Instructions to follow: Continue the vitamin D article from its last sentence, writing the next few paragraphs in the same style.

Text segment:
4. Vitamin D and the Nervous System
Vitamin D has direct effects on serotonin and dopamine levels, which are vital to muscular coordination and the avoidance of fatigue.
5. Vitamin D and Sex
Having high(er) levels of vitamin D increases circulating levels of estradiol, testosterone, FSH, LH, and DHEA in women in general, which, logically, can lead to them being more orgasmic. Similarly, vitamin D supplementation, in at least one study, significantly increases testosterone levels in men.
Why Are People Deficient?
We get vitamin D from certain foods and sunlight. But very few foods contain it besides fortified dairy products, eggs, mushrooms, and the livers of fatty fish.
As far as sunlight, every skin cell in the body contains the machinery to convert sunlight to a vitamin D precursor, which then undergoes two hydroxylations before it becomes metabolically active. Unfortunately, but understandably, everyone fears skin cancer and wrinkles, so most people try to avoid sun exposure.
Then there’s pollution, which further limits the amount of UVB radiation reaching the earth’s surface. Also, consider the angle of the sun. In wintertime, vitamin-D-producing UVB rays don’t reach latitudes above 35 to 37 degrees (just about anywhere north of San Francisco, New Mexico, Arkansas, and North Carolina).

Information shown:

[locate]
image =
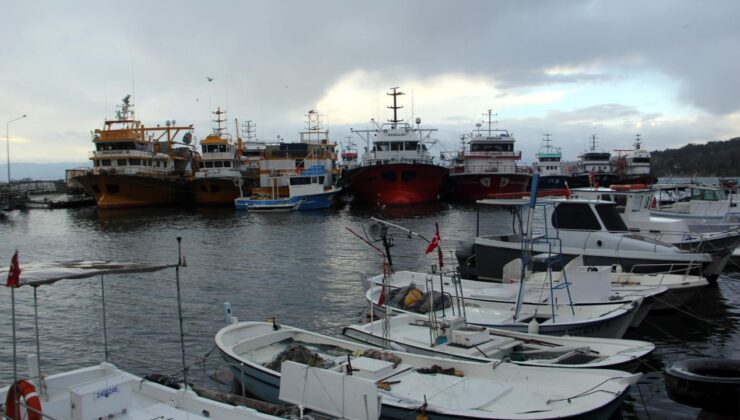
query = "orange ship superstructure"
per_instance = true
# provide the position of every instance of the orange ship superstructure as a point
(223, 168)
(135, 166)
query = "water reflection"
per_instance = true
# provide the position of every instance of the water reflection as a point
(302, 267)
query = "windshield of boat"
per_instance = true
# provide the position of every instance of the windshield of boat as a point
(578, 216)
(610, 217)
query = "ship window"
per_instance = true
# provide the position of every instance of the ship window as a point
(621, 200)
(636, 203)
(389, 176)
(610, 217)
(300, 180)
(575, 216)
(383, 146)
(408, 176)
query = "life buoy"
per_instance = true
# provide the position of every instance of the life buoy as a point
(705, 382)
(23, 389)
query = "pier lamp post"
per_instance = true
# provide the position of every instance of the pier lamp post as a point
(7, 143)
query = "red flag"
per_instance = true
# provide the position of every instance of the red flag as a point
(381, 298)
(592, 177)
(14, 274)
(433, 243)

Answer area:
Lastly, there’s nature’s cruel sunlight/vitamin D paradox. Any melanin you develop to give you a tan hinders UVB absorption, so much so that dark-skinned athletes need to expose their skin to UVB light up to 10 times longer than light-skinned athletes to get adequate vitamin D production going.
Okay, What Do I Need to Do?
The least risky approach is to supplement and, if possible, regularly expose your largely naked body to sunlight. But there’s no definitive way to tell if you’re deficient in vitamin D without getting a blood test. And even if you did get a blood test, there’s a broad range of medical opinions about what’s “normal.”
The Institute of Medicine believes that blood levels of 20 ng/mL are good enough. To meet that level, the RDA is about 600 IU of vitamin D. The Endocrine Society, however, prefers that people take between 1500 and 2200 IU a day, but even that’s based on guesswork and is still a little too conservative.
Most biohackers and progressive nutritionists think you should supplement vitamin D daily. Most think vitamin D levels should be maintained at 50 to 70 ng/ml. Most recommend around 5,000 units of vitamin D3 a day.
While it’s technically possible to get too much vitamin D, it’s hard to. It would take months of intentional “overdosing.” Many people can’t even get their blood levels up using regular vitamin D capsules.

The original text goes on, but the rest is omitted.